= Beginning of Section =

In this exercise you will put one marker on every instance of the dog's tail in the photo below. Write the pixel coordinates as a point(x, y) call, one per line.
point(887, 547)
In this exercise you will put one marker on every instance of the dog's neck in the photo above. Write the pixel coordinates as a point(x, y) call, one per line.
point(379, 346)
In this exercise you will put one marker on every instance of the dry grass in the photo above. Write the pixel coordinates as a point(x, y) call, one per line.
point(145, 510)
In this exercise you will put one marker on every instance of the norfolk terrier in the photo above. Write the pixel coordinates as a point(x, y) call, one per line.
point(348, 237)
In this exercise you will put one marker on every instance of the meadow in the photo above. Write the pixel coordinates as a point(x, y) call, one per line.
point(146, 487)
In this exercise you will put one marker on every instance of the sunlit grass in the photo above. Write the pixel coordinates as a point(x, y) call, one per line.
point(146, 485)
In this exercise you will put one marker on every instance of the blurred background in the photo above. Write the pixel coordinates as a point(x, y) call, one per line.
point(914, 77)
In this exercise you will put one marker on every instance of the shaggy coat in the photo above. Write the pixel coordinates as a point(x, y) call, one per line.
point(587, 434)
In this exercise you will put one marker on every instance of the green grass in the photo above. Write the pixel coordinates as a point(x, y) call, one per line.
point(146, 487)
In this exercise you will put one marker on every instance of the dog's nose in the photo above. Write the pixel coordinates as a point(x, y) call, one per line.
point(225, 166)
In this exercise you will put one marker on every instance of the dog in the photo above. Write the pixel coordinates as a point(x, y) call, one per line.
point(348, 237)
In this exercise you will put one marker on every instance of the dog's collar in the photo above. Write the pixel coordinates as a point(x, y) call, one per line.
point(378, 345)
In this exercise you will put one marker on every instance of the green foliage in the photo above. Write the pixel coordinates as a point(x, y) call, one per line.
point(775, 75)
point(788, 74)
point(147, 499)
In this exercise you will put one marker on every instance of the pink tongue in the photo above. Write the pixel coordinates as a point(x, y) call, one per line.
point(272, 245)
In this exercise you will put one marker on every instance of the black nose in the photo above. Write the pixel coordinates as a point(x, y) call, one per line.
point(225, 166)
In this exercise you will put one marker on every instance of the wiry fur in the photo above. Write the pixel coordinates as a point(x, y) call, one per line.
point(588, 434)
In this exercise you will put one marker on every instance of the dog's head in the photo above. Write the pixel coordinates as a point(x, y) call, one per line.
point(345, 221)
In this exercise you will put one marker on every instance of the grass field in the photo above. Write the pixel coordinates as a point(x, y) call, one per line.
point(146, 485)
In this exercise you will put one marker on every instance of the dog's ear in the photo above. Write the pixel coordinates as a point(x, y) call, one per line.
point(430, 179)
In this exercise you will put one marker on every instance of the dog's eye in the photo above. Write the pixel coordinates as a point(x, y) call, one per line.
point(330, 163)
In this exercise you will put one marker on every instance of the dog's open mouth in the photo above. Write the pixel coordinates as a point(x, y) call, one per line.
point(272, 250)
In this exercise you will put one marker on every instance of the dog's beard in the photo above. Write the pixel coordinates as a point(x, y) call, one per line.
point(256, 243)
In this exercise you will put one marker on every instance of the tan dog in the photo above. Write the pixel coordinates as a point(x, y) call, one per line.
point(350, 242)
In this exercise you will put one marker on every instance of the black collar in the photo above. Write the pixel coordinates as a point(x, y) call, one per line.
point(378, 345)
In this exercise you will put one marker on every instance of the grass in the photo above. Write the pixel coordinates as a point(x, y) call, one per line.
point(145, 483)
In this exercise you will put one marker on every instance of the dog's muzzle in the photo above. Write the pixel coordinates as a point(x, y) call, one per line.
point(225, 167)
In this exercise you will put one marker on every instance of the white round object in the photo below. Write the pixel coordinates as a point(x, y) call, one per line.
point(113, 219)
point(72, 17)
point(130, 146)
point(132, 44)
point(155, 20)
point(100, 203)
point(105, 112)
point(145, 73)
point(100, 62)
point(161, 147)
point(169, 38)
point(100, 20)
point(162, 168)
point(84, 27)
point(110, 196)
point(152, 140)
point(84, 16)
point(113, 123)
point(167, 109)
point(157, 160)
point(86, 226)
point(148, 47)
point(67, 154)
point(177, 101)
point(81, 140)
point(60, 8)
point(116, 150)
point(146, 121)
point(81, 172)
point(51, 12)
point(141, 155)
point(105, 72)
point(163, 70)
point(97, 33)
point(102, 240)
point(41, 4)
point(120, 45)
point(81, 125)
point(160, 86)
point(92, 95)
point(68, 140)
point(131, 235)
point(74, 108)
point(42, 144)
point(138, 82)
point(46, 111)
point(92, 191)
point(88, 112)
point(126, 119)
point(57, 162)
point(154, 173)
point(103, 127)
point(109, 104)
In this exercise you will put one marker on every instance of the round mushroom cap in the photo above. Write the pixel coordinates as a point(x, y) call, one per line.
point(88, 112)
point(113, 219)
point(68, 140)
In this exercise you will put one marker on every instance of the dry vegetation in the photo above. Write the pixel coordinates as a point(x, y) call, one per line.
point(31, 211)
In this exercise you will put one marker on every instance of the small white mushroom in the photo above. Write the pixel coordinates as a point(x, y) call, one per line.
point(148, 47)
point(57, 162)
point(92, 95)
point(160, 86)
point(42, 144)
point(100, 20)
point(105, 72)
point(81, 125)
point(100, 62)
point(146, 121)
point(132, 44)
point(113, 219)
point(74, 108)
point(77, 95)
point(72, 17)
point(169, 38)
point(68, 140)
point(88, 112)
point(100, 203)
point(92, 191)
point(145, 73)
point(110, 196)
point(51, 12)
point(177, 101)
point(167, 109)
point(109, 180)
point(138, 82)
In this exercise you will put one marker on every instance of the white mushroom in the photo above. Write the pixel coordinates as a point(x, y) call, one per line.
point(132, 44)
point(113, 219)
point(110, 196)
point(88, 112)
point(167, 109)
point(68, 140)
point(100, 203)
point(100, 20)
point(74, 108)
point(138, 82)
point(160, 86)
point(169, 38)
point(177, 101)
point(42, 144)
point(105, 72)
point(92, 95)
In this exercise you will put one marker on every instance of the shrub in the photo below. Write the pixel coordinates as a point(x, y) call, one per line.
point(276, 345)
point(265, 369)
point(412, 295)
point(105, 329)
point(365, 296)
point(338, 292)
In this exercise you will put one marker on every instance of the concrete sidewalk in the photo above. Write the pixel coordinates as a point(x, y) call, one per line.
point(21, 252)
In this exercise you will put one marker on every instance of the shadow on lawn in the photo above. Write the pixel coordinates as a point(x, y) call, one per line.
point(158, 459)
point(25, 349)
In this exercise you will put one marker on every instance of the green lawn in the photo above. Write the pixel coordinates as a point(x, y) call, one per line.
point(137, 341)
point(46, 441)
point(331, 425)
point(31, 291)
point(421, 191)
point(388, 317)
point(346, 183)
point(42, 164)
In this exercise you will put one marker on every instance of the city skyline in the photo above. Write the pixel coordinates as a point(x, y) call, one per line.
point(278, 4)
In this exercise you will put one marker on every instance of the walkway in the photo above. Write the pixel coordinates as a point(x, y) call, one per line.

= End of Section =

Brief - Output all of the entries, exactly as they are written.

Answer to this exercise -
In this exercise you will put one marker on every instance of the dog's tail in the photo below. Write the pixel coordinates as a point(x, y) call, one per line.
point(887, 547)
In this exercise you will put one marker on every instance of the dog's neck in the photo above. Write the pixel coordinates as a point(x, y) call, one per line.
point(379, 346)
In this exercise you will put one marker on every instance of the dry grass in the photo above. Write the pixel coordinates as a point(x, y) call, one per line.
point(145, 510)
In this exercise you will put one marker on every instance of the norfolk terrier in the photo above. Write the pixel coordinates as a point(x, y) call, one per line.
point(348, 237)
In this exercise you will put one marker on every instance of the meadow in the photo above. Write the pixel coordinates as a point(x, y) call, one per line.
point(146, 487)
In this exercise you will put one marker on every instance of the sunlit grass in the photo above. Write the pixel coordinates as a point(x, y) call, one per line.
point(146, 485)
In this exercise you will put one marker on every instance of the blurred background in the photo above. Write the pixel coordinates as a point(x, y) call, one per line.
point(914, 77)
In this exercise you will put one marker on every instance of the shaggy coat in the photo above. Write the pixel coordinates as a point(x, y) call, one per line.
point(587, 434)
In this exercise you will put one marker on every instance of the green grass in the photo above. Write the pixel coordinates as a point(x, y) call, one per line.
point(146, 487)
In this exercise you will put one marker on every instance of the dog's nose in the photo above. Write the pixel coordinates as a point(x, y) call, one per line.
point(225, 166)
In this exercise you will put one marker on every instance of the dog in the photo above. Write the pixel coordinates as a point(x, y) call, one per line.
point(348, 237)
In this exercise you will put one marker on every instance of the dog's collar in the photo above. Write the pixel coordinates as a point(x, y) call, one per line.
point(378, 345)
In this exercise you will put one marker on every instance of the green foliage in the photo above. Write the pixel coordinates as a point(x, y) call, one per line.
point(775, 75)
point(788, 74)
point(147, 499)
In this exercise you will put one marker on every instance of the pink tongue in the photo above. Write the pixel coordinates as a point(x, y) call, one per line.
point(272, 245)
In this exercise you will put one marker on every instance of the black nose in the photo above. Write the pixel coordinates as a point(x, y) call, one per line.
point(225, 166)
In this exercise you will put one marker on every instance of the wiry fur in the photo above. Write the pixel coordinates as a point(x, y) call, one per line.
point(588, 434)
In this exercise you will put one marker on every instance of the dog's head in the photo above. Write the pixel coordinates as a point(x, y) call, one per line.
point(345, 221)
In this exercise you will put one marker on every instance of the grass field in the photo above. Write the pixel coordinates as a point(x, y) call, one per line.
point(146, 485)
In this exercise you will put one marker on every instance of the dog's ear in the photo above. Write the pixel coordinates as a point(x, y) call, one per line.
point(430, 179)
In this exercise you will put one marker on every instance of the dog's eye in the photo above. Write the pixel coordinates as a point(x, y) call, one per line.
point(330, 163)
In this exercise you will put one marker on every instance of the dog's open mouth in the photo above. Write the pixel coordinates as a point(x, y) call, one per line.
point(272, 250)
In this exercise you will put one marker on every instance of the dog's beard in the photo above. Write the pixel coordinates as a point(x, y) call, one per line.
point(256, 243)
In this exercise you will put one marker on every instance of the tan dog in the photo above. Write the pixel coordinates as a point(x, y) call, one per line.
point(350, 242)
In this exercise you will put one marker on every instance of the black collar in the photo above. Write the pixel coordinates as a point(x, y) call, one per line.
point(378, 345)
In this exercise you will put one marker on every instance of the grass in the photo above. Write the pixel coordinates as a point(x, y) call, one per line.
point(145, 483)
In this exercise you will put one marker on every instance of the dog's muzzle in the photo above. Write the pixel coordinates as a point(x, y) call, one per line.
point(225, 167)
In this exercise you will put one marker on every instance of the white round object in the photo below. Write the pixel coordinates as a point(x, y) call, one per line.
point(113, 219)
point(72, 17)
point(130, 146)
point(132, 44)
point(155, 20)
point(100, 203)
point(105, 112)
point(145, 73)
point(100, 62)
point(161, 147)
point(169, 38)
point(100, 20)
point(162, 168)
point(84, 27)
point(110, 196)
point(152, 140)
point(84, 16)
point(113, 123)
point(167, 109)
point(157, 160)
point(86, 226)
point(148, 47)
point(67, 154)
point(177, 101)
point(81, 140)
point(60, 8)
point(116, 150)
point(146, 121)
point(81, 172)
point(51, 12)
point(141, 155)
point(105, 72)
point(163, 70)
point(97, 33)
point(102, 240)
point(41, 4)
point(120, 45)
point(81, 125)
point(160, 86)
point(92, 95)
point(68, 140)
point(131, 235)
point(74, 108)
point(42, 144)
point(138, 82)
point(46, 111)
point(92, 191)
point(88, 112)
point(126, 119)
point(57, 162)
point(154, 173)
point(103, 127)
point(109, 104)
In this exercise you will put one marker on every instance of the round mushroom cap in the photo above. Write the pixel coordinates as a point(x, y) call, one per line.
point(88, 112)
point(113, 219)
point(68, 140)
In this exercise you will put one marker on every instance of the dry vegetation in the photo above. Write the pixel coordinates as a point(x, y) call, one per line.
point(31, 211)
In this exercise you will put one marker on every instance of the small white mushroom in the photo above. Write the pixel coordinates as a point(x, y) call, one per line.
point(148, 47)
point(57, 162)
point(92, 95)
point(160, 86)
point(42, 144)
point(100, 20)
point(105, 72)
point(81, 125)
point(100, 62)
point(146, 121)
point(132, 44)
point(113, 219)
point(74, 108)
point(77, 95)
point(72, 17)
point(169, 38)
point(68, 140)
point(88, 112)
point(100, 203)
point(92, 191)
point(145, 73)
point(110, 196)
point(51, 12)
point(177, 101)
point(167, 109)
point(109, 180)
point(138, 82)
In this exercise you will put one marker on every instance of the white mushroom in the photo above. Write the pixel coordinates as a point(x, y) call, one per line.
point(132, 44)
point(113, 219)
point(110, 196)
point(88, 112)
point(167, 109)
point(68, 140)
point(100, 203)
point(100, 20)
point(74, 108)
point(138, 82)
point(160, 86)
point(169, 38)
point(177, 101)
point(42, 144)
point(105, 72)
point(92, 95)
In this exercise you will put one marker on every instance of the shrub in the photo below. Write the pixel coordinates as a point(x, y) call, one per line.
point(276, 345)
point(265, 369)
point(412, 295)
point(105, 329)
point(365, 296)
point(338, 292)
In this exercise you will put one marker on every instance of the concrete sidewalk in the photo above. Write the pixel coordinates as a point(x, y) call, one per line.
point(21, 252)
In this exercise you will put one marker on every instance of the shadow on lawn in the photo above. Write the pixel coordinates as a point(x, y) call, one per line.
point(158, 459)
point(25, 349)
In this exercise you will put one marker on every instance of the green lawn in the photo above. Write the pixel coordinates as a point(x, y) call, one per line.
point(137, 341)
point(46, 441)
point(331, 425)
point(31, 291)
point(421, 191)
point(388, 317)
point(346, 183)
point(42, 164)
In this exercise you will put one marker on every instance of the city skyline in the photo above. Write the pixel coordinates as a point(x, y) call, one per line.
point(278, 4)
In this exercise you will put one marker on every instance of the walkway in the photo above. Write the pixel coordinates as a point(x, y) call, one per line.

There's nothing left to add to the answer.